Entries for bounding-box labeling
>>
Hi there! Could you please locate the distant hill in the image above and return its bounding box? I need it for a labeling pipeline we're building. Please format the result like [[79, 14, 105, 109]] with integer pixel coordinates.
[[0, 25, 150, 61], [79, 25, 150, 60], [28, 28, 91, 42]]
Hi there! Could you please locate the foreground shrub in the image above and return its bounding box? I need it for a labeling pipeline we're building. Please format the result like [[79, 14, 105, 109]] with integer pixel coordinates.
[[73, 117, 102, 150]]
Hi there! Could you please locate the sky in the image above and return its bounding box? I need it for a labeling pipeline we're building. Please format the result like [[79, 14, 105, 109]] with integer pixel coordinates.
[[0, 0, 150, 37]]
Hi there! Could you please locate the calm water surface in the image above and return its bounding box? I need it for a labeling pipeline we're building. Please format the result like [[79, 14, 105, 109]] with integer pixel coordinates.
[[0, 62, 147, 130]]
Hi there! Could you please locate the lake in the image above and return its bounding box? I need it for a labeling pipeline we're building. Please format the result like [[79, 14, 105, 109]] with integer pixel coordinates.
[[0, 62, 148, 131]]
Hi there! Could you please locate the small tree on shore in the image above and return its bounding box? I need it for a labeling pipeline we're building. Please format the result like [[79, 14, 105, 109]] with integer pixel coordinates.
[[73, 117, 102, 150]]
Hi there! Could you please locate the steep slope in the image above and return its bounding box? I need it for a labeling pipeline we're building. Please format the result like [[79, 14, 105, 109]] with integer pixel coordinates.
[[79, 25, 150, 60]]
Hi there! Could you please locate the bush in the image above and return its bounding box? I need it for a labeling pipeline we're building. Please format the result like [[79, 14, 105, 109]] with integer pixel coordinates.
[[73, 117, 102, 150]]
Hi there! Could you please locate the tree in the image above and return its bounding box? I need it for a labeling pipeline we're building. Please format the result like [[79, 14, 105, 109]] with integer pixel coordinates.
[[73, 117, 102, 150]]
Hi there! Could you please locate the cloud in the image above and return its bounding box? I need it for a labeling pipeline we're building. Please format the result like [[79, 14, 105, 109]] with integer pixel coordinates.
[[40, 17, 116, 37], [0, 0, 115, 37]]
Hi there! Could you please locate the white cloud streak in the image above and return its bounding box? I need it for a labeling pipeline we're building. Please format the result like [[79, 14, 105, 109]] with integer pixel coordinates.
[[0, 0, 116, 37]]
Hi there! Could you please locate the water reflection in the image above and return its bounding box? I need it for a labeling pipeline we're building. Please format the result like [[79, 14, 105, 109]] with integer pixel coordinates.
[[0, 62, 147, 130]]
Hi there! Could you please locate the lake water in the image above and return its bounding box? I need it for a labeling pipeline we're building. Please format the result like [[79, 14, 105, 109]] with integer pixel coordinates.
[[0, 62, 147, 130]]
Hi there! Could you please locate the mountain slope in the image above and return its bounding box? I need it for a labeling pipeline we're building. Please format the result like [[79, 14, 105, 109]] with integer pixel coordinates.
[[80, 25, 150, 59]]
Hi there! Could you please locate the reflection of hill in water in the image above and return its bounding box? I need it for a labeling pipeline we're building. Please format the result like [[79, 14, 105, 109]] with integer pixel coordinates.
<<
What is asked:
Reproduce every one of the records above word for word, without any alteration.

Task answer:
Hi there! Could you please locate the distant hill in the image above and return its bounding box? I need it for a labeling pipeline we're building. Please format the result like [[79, 14, 105, 109]] with integer pixel coordinates.
[[0, 25, 150, 61], [79, 25, 150, 60], [28, 28, 91, 42]]
Hi there! Could you please locate the foreground shrub in the image above and return its bounding box? I need it for a labeling pipeline we're building. Please format the result like [[79, 14, 105, 109]] with integer pixel coordinates.
[[73, 117, 102, 150]]
Hi there! Could you please locate the sky in the image above and return its bounding box? I need it for a labeling pipeline we're building. Please format the result like [[79, 14, 105, 109]] with integer pixel coordinates.
[[0, 0, 150, 37]]
Hi there! Could you please locate the calm water surface in the image above and return its bounding box? I need it for a labeling pipeline we're building. Please format the result like [[79, 14, 105, 109]] with integer pixel coordinates.
[[0, 62, 147, 130]]
Hi there! Could you please locate the lake in the image above and return its bounding box? I need it for a labeling pipeline we're building. Please format the result like [[79, 14, 105, 109]] with integer pixel coordinates.
[[0, 62, 148, 131]]
Hi there! Could you please locate the small tree on shore in the image above and return its bounding box? I need it for a labeling pipeline we're building. Please format the result like [[79, 14, 105, 109]] with integer pixel coordinates.
[[73, 117, 102, 150]]
Hi there! Could you please locate the steep slope in the image above and return its bounding box? I need it for a labeling pipeline we're building. Please format the result like [[79, 14, 105, 109]] with integer pixel coordinates.
[[79, 25, 150, 60]]
Hi there! Could you please locate the bush in the image above and return its bounding box? I need it for a labeling pipeline we're building. Please format the result like [[79, 14, 105, 109]] with integer pixel coordinates.
[[73, 117, 102, 150]]
Hi there! Could you please locate the tree in the image above and return its bounding box? I need it for a labeling pipeline we're building. Please format the result like [[79, 14, 105, 109]] with integer pixel coordinates.
[[73, 117, 102, 150]]
Hi there! Could you please locate the cloud in the image above and return its bounding box? I need it for a labeling pipeline we're building. Please format the result like [[79, 14, 105, 109]] with integer pixel coordinates.
[[40, 17, 116, 37], [0, 0, 115, 37]]
Hi there! Could you please locate the white cloud streak in the image above and return its bounding box? I need it for a labeling pipeline we're building. Please format the result like [[79, 14, 105, 109]] with integer pixel coordinates.
[[0, 0, 116, 37]]
Hi there! Could you please locate the water reflection in the image above and return its bounding box? I need it for a labeling pipeline we're building. Please format the result like [[79, 14, 105, 109]] with integer pixel coordinates.
[[0, 62, 147, 130]]
Hi there! Could you please locate the lake water in the image above and return its bounding box? I need it for a labeling pipeline we're building. Please format the result like [[79, 14, 105, 109]] with integer pixel coordinates.
[[0, 62, 147, 130]]
Hi there! Could you please locate the mountain slope in the image above and return its bounding box? I need it for a labeling pipeline we're building. Please format the result like [[79, 14, 105, 109]] with integer pixel coordinates.
[[80, 25, 150, 59]]
Hi there! Could you please locate the reflection of hill in water in the image above and return its bounding box? I need it for a labeling pipeline we're building. Please format the result like [[79, 14, 105, 109]] with integer pixel coordinates.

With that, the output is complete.